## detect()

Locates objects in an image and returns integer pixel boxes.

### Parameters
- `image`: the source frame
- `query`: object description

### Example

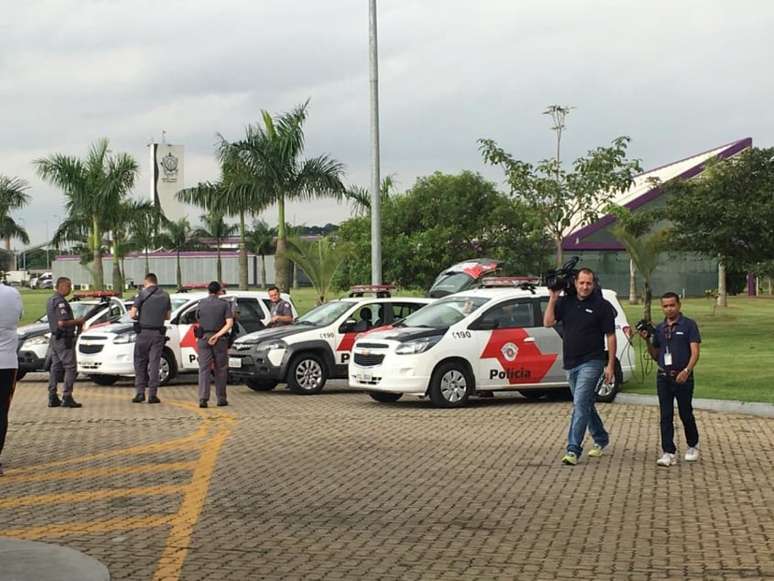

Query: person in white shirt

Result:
[0,283,22,476]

§ **Problem details**
Rescale the records above: write all their lines out again, requests included, with every bounding box pixel coordinate in the answers multiplied by 0.3 and rounded to a whole number, halves rounded up. Leave the pictures out.

§ **Task answer**
## detect()

Locates objects in an image and returns integer pixel boxes.

### Parameters
- `image`: the source frame
- `query`: object description

### Example


Query: person in white shirt

Result:
[0,85,7,143]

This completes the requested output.